━━━━━ Records for the exercise ━━━━━
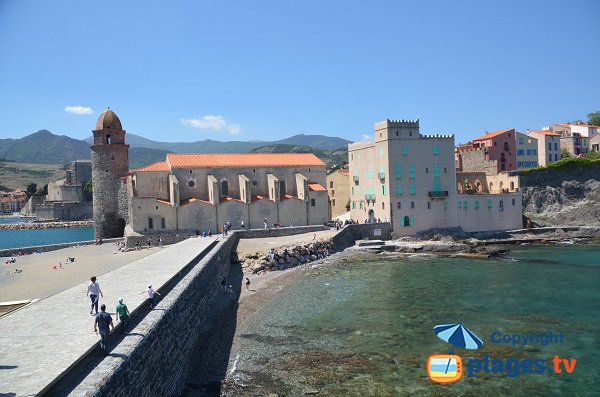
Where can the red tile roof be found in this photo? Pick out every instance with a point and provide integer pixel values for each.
(154, 167)
(176, 160)
(544, 132)
(315, 187)
(491, 135)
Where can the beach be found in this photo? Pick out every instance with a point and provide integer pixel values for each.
(38, 278)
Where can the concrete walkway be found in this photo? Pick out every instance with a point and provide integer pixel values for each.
(41, 341)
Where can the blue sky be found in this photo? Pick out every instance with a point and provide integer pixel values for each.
(266, 70)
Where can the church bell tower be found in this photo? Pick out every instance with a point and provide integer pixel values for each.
(110, 162)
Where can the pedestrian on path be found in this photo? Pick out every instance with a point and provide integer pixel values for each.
(123, 313)
(102, 322)
(151, 293)
(94, 292)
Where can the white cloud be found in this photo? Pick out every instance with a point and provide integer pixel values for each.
(78, 110)
(210, 122)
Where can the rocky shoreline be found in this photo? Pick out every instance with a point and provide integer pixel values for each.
(287, 257)
(46, 225)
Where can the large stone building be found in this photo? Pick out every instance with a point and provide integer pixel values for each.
(527, 151)
(410, 179)
(338, 190)
(67, 199)
(192, 192)
(548, 146)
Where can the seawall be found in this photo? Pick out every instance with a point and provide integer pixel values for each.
(156, 362)
(50, 247)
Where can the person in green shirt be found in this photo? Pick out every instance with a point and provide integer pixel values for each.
(123, 313)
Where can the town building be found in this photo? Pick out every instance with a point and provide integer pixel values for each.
(501, 147)
(67, 199)
(13, 201)
(595, 143)
(196, 192)
(527, 151)
(548, 146)
(338, 191)
(410, 180)
(575, 137)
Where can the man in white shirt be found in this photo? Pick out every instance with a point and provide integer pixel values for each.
(94, 293)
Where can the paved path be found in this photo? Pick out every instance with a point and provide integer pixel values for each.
(39, 342)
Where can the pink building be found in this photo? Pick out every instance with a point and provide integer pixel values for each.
(500, 146)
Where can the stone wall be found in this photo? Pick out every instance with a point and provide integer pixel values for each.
(156, 364)
(350, 233)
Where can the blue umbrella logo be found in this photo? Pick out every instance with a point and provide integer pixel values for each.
(458, 335)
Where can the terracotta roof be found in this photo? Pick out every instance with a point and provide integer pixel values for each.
(491, 135)
(176, 160)
(315, 187)
(154, 167)
(544, 132)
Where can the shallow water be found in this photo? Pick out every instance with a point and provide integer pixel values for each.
(35, 237)
(364, 326)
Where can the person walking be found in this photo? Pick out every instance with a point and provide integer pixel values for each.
(151, 293)
(123, 313)
(94, 292)
(102, 322)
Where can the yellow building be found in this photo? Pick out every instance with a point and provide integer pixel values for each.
(338, 191)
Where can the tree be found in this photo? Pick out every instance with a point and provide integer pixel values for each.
(30, 190)
(594, 118)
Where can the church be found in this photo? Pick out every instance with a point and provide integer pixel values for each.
(192, 192)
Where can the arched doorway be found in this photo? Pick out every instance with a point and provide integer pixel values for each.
(371, 215)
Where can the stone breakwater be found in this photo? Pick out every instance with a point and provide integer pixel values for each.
(286, 258)
(45, 225)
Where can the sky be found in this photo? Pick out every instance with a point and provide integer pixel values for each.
(266, 70)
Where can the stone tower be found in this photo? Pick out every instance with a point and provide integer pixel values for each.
(110, 161)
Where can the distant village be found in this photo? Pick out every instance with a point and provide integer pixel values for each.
(400, 176)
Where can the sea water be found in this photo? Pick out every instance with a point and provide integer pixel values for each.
(364, 326)
(29, 238)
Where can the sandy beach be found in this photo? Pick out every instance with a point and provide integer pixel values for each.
(39, 279)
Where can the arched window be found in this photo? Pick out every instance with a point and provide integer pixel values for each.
(224, 188)
(282, 190)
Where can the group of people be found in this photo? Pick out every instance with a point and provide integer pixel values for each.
(103, 321)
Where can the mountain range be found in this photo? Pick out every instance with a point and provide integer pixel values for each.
(44, 147)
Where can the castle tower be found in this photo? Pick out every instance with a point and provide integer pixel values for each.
(110, 161)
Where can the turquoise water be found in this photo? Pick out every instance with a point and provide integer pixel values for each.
(363, 327)
(28, 238)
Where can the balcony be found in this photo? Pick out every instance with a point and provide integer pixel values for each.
(438, 194)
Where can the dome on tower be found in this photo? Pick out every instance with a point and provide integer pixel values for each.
(108, 120)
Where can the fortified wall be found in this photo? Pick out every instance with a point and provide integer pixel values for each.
(156, 363)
━━━━━
» Objective:
The lines to quote run from the one containing "Where can the castle" through the final line of the material above; please give them exactly, both ends included, and nothing else.

» Written reply:
Where can the castle tower be found in this photo? Pick out every instance with a point and provide integer pixel values for each.
(110, 161)
Where can the turquoise water be found in this photo? Pick out every instance with a point and provide integer pixel values for each.
(363, 327)
(28, 238)
Where can the balcony be found in this photo? Pick out every instance with a point and provide integer pixel values for each.
(438, 194)
Where can the dome on tower be found in this photo? Pick out every instance with a point and provide integer pixel values for each.
(108, 120)
Where can the fortified wall be found in this photo? Pick out every instance with a point and provide integer pixel values for each.
(156, 363)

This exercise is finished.